> [Supplied records]
:::::

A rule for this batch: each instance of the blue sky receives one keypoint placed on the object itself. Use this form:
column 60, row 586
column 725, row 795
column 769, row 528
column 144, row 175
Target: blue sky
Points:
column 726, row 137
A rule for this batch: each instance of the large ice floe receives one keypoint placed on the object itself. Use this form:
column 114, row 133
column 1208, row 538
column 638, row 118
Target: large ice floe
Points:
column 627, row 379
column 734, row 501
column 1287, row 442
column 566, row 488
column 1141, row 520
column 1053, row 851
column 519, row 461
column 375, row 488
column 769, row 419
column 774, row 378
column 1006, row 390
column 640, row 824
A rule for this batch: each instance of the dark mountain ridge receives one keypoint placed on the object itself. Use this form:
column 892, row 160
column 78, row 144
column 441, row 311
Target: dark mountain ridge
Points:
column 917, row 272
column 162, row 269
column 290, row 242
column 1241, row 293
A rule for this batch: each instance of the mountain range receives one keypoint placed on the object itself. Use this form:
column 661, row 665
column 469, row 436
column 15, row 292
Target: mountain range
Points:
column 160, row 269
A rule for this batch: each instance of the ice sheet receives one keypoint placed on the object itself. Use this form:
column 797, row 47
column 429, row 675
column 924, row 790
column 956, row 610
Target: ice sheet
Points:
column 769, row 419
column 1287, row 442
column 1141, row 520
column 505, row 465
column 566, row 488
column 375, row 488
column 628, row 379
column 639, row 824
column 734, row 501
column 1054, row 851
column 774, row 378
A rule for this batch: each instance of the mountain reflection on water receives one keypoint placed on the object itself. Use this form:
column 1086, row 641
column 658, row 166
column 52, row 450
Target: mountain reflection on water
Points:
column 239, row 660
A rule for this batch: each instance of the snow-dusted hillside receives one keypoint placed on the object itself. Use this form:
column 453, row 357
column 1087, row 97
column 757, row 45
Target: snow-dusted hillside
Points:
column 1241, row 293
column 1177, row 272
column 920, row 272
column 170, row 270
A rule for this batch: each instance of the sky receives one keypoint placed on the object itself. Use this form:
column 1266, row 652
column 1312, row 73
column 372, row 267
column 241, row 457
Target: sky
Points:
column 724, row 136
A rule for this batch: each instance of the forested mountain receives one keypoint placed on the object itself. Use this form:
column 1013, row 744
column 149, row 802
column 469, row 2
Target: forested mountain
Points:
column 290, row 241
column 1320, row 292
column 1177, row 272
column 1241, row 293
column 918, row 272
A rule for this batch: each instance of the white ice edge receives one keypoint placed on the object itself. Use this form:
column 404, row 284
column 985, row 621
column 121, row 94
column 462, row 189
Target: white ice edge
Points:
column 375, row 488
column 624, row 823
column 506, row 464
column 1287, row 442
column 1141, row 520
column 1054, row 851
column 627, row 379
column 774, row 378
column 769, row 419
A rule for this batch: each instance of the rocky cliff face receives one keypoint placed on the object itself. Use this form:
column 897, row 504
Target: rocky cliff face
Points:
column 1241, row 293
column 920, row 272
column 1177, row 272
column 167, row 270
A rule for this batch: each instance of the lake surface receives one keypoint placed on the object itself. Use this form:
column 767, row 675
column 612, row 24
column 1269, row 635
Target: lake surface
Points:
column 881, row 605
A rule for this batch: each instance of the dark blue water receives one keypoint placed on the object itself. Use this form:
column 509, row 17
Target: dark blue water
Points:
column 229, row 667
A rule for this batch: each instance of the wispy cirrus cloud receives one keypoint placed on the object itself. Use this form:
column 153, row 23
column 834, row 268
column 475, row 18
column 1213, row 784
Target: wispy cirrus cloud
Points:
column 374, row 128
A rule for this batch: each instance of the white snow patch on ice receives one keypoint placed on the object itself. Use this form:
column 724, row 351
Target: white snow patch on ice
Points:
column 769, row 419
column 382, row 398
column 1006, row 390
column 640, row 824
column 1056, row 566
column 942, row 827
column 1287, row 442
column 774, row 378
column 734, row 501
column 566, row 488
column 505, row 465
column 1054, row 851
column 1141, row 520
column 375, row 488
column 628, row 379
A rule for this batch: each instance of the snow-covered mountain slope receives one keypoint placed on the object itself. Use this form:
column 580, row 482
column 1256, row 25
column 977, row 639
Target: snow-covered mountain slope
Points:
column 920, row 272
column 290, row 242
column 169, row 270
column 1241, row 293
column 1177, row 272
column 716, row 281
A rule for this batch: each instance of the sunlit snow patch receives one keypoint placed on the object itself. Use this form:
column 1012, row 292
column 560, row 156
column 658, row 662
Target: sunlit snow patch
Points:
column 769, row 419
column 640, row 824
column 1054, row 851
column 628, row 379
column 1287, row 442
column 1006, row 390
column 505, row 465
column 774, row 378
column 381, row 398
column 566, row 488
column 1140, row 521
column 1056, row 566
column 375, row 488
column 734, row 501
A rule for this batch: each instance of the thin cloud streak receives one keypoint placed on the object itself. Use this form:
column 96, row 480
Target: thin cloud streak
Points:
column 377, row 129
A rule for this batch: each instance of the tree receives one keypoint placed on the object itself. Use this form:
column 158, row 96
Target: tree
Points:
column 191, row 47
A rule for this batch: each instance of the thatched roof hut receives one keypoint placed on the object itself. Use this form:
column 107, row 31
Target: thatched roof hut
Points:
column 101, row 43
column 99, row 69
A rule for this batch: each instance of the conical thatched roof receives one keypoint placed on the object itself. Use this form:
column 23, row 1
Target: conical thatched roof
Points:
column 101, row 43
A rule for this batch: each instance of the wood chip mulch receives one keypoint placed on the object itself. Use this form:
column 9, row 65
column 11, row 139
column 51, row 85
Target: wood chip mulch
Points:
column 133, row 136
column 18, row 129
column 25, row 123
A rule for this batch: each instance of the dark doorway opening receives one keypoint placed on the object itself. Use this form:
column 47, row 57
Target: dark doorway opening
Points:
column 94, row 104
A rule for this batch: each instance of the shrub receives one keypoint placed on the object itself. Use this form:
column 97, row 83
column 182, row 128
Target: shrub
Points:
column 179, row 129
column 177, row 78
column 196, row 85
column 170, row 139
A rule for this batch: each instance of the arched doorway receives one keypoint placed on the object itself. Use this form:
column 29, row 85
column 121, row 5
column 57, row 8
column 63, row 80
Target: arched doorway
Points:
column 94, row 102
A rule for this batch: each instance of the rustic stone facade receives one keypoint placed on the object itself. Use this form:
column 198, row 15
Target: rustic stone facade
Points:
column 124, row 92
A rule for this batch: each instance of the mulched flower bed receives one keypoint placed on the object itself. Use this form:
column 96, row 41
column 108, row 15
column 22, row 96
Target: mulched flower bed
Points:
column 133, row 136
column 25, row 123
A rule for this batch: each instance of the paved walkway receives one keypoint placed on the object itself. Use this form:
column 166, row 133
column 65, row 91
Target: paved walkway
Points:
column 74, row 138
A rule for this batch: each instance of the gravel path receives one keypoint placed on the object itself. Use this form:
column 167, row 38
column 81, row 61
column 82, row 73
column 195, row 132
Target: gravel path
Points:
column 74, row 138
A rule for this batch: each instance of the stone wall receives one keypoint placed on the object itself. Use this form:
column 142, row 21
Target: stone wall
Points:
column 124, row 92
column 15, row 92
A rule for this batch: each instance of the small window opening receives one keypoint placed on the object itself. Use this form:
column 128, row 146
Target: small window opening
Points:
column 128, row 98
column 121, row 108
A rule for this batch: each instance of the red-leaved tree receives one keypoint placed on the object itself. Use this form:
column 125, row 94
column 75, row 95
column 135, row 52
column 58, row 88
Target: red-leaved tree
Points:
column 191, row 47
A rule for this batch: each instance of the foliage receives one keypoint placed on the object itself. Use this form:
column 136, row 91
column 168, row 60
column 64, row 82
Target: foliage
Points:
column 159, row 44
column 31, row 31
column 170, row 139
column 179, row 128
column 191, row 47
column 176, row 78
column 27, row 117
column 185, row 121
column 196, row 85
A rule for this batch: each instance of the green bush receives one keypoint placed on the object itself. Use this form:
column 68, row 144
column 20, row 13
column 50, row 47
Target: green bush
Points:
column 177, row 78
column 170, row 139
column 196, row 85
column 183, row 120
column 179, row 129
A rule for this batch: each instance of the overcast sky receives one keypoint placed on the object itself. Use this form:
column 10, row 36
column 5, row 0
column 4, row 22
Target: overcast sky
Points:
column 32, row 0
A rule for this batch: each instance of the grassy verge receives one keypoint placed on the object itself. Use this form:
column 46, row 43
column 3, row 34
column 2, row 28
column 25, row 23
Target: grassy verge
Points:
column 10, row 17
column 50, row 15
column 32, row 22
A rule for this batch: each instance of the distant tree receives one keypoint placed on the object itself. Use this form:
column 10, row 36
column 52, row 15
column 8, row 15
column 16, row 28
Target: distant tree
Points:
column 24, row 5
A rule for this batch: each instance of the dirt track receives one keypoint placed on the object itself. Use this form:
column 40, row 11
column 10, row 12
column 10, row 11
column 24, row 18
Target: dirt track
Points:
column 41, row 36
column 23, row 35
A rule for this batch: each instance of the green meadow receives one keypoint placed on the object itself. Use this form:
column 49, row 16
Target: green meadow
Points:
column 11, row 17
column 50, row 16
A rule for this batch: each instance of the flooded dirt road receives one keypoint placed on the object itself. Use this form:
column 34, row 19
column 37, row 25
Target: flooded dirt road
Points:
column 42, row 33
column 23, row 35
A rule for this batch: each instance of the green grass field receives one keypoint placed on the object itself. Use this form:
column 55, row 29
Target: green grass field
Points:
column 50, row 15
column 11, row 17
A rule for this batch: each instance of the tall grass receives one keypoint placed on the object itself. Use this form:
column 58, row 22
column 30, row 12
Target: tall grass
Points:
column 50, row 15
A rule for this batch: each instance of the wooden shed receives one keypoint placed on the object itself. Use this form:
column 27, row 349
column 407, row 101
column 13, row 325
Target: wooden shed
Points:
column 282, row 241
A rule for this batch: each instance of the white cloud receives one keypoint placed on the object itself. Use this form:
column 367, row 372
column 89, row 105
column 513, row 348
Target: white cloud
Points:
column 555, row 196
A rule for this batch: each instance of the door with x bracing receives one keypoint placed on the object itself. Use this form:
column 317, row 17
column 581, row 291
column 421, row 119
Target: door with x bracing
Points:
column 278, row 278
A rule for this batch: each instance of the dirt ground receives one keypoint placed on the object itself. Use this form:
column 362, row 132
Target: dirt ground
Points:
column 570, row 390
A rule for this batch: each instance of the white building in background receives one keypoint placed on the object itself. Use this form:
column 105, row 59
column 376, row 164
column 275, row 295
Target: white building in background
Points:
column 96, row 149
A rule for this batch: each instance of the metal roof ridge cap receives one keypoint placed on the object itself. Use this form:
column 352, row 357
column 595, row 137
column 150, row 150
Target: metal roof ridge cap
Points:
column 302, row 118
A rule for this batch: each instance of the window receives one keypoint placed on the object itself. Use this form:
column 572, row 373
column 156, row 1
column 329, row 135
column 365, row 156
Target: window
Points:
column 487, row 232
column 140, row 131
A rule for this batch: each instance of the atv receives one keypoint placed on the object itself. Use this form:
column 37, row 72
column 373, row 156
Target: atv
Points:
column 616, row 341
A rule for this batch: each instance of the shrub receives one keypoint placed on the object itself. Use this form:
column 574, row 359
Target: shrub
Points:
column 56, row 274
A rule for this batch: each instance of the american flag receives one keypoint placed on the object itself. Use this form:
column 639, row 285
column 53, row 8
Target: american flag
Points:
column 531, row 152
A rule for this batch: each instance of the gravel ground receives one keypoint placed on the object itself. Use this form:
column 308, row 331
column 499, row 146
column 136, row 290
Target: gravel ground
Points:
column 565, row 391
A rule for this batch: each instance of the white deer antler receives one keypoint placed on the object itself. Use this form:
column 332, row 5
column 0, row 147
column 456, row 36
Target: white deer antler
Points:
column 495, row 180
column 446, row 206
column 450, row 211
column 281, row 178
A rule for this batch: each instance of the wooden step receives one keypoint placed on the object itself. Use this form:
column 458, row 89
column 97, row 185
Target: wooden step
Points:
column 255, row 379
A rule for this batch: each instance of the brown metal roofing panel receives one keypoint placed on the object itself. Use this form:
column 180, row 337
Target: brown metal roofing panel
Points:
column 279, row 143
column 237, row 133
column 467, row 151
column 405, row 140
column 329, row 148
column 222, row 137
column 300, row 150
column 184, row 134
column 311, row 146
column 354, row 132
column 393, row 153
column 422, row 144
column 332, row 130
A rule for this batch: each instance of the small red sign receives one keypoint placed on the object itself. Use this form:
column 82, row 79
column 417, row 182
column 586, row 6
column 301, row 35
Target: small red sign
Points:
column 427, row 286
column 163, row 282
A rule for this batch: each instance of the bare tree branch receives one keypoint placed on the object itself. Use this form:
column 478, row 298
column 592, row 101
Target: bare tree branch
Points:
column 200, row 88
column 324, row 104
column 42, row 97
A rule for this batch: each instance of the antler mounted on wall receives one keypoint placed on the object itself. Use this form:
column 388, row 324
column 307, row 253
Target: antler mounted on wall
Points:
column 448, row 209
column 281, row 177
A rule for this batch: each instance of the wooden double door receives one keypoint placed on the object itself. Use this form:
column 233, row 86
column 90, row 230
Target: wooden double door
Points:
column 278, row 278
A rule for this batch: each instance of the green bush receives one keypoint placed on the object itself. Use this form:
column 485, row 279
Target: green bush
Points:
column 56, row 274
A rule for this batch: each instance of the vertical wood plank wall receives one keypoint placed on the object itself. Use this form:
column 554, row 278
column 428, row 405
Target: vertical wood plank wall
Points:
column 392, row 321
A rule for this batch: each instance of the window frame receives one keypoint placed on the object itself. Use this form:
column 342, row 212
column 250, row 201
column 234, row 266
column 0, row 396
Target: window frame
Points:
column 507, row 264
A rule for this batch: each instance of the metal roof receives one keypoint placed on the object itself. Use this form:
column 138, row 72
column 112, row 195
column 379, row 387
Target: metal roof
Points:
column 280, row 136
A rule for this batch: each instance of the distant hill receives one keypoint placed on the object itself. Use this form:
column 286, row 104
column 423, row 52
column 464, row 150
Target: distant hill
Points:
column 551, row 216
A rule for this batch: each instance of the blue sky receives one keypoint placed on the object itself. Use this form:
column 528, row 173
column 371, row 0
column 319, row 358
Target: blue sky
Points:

:::::

> [Exercise description]
Copy the lines from the very first one through the line containing "column 726, row 137", both included, word for word.

> [Complete response]
A rule for this batch: each instance of the blue sky receives one keypoint placed on the object itself. Use this form:
column 60, row 586
column 725, row 795
column 769, row 528
column 144, row 175
Target: blue sky
Points:
column 726, row 137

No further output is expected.